## [やること]
留学から帰国した奨学生のレポートを、最後の文のあとから書き続けてください。

## [読む文章]
▼

守埼美佳さんの2017年7月分奨学生レポート

みなさまご無沙汰しております。第41期奨学生の守崎美佳です。帰国後1ヶ月以上が経ち、留学前の経験が懐かしく思い出されるこの時期にレポートを書いています。

 

1,帰国後の所感

思えば留学前に掲げた目標の一つに、「 アメリカの組織から合理的な運営体制の秘訣を学び、日本の組織に貢献する」という目標を掲げました。

私は今、幸運なことに会社でインターンをさせていただいておりますが、留学中やその直後の理想と、環境に合わせるという現実の乖離に、少し戸惑いを覚えています。

1−1 アメリカ型組織と日本型組織の違い

一言で言えば、サークル型と部活型と言えるでしょう。どちらも1つの目的を達成する上で人が集まって組織を作っている点は同じです。ただ、アメリカは自由・平等を大切にし、互いに敬意を持ちながらも互いに友好的に接します。大きく地位が異なっていても、互いに世間話、家族の話はもちろん、雑談をする機会なども与えられるようです。一方日本では地位の違いはより強く出ます。会社の上司の言うことに逆らったりフレンドリーに接したりすることは仕事の場だけでなくプライベートの場でも推奨されないような気がします。

それではこの職場環境を簡単に変えることはできるでしょうか。現時点では、あまりそうは思いません。新人としては、常に自分が職場で評価されている状態にあります。そのため、自分の目上の人が「こうあるべき」という態度で接することが求められます。上司が上下関係のはっきりした接し方を好む場合、こちら側がフレンドリーに接することは、「空気が読めない」「常識がない」という評価をくだされがちです。そのため、少なくとも組織の下の位にいる間は、その組織の文化に自分を合わせることになります。

ただし、例えば上下関係に対してもどかしさを感じた時、「このやり方だけが唯一の組織文化ではなくて、例えばアメリカではもっと違うやり方があって。」という思いを常に自分の中に留めておくと、心の中の逃げ道になるかもしれません。

ただし、必要な場合には自己主張ができるということは、日本の組織の中でも必要とされ、留学経験者であればより容易にできる点だと思います。確立されたやり方が存在する組織の中では、そうしたやり方に従うことが必要ですが、いつ何時でも「先例に従うこと」「上の指示に従うこと」を行動原則にせず、十分な証拠と考察を得た上で自分が正しいと考える点については恐れずに質問をし、議論をすることが、最終的にはよりよい結果になることは多分にあります。そうした場面に出会った時、留学を通じて立場を越えて議論をする文化に慣れていれば、臆せずに自分の意見を主張できるのではないでしょうか。

1−2 英語

企業にもよりますが、これば確実に留学の成果の一つです。資料の和訳案件や英語でのやり取りは多く、それらがスムーズにできれば情報伝達の速さと正確さが補償されるので、確実にプラスです。ただし、使う英語はビジネス英語であるため、帰国後の就職を見据えている場合は、日常会話の英語を学ぶことで満足するのではなく、ビジネス英語を学ぶことを視野に入れるとよいでしょう。

▲

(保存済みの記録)
▼

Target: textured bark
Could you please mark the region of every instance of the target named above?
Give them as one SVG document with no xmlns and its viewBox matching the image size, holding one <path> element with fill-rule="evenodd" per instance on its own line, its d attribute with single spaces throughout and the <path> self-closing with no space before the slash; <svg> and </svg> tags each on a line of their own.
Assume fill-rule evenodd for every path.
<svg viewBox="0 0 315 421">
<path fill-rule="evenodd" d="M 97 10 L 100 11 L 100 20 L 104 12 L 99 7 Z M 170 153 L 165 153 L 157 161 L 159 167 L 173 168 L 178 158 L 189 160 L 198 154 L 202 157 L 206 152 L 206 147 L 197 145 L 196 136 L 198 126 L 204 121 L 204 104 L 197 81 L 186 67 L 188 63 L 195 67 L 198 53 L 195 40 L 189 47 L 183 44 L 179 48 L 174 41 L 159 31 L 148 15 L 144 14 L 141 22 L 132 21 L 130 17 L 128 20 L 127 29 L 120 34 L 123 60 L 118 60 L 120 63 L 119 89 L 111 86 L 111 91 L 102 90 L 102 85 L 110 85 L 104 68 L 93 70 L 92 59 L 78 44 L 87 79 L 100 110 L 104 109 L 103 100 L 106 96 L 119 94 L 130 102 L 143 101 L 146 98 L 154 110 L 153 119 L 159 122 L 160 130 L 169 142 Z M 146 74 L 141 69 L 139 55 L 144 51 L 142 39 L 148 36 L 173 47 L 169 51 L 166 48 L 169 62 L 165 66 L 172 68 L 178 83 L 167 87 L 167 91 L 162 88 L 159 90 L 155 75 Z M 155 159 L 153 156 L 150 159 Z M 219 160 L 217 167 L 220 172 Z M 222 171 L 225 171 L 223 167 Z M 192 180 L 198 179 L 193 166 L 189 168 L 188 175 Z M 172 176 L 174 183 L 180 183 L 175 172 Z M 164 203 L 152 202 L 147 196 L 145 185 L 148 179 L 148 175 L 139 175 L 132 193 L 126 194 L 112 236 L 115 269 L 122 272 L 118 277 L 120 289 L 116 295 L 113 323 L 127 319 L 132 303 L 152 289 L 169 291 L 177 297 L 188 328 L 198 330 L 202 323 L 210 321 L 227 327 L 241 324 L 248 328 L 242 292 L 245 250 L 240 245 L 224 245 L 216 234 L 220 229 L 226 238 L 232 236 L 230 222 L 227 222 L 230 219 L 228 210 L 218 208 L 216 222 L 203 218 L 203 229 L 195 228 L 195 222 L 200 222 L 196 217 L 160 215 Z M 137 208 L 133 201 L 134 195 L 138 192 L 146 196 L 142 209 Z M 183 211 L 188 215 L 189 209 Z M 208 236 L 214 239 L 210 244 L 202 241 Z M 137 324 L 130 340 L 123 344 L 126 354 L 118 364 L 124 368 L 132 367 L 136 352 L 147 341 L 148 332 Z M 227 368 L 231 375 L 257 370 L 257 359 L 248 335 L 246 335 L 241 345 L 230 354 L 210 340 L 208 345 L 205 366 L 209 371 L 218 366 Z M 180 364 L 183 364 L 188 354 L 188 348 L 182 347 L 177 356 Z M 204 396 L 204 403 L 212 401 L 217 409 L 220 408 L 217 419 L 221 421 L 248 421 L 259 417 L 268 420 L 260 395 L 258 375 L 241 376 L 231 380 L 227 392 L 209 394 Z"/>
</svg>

▲

## [作業の結果]
2,今後の留学生の方へのアドバイス

 

老婆心ながら、今後の留学に行かれる方のために、自分の経験と反省を踏まえて幾つかアドバイスをさせていただきます。

 

  1. 現地でコミュニティを見つけましょう。
    授業だけではインタラクティブな交流は少ないためです。できれば自分が完全にアウエーの立場であるコミュニティに入るといいかなと思います。

  2. 達成したかどうかがわかる目標を作りましょう。
    これは留学中に限りませんが、せっかく時間と費用を割いて貴重な経験をしているので、それが無駄にならないようにもそうするといいと思います。初めに明確な目標を設定し、帰国前まで定期的にそれを評価すれば、「楽しかったー」という感想だけで終わる留学になることを避けられます。

  3. 留学の目的と、その目的を達成する上で留学が本当にいいのかを、留学を決める前にもう一度考え直しましょう。
    とりわけ、学びたい学問があって留学に行く場合は、英語の情報伝達であることによって学ぶことのできる量が減ってしまうことを予め想定しておくべきだと思います。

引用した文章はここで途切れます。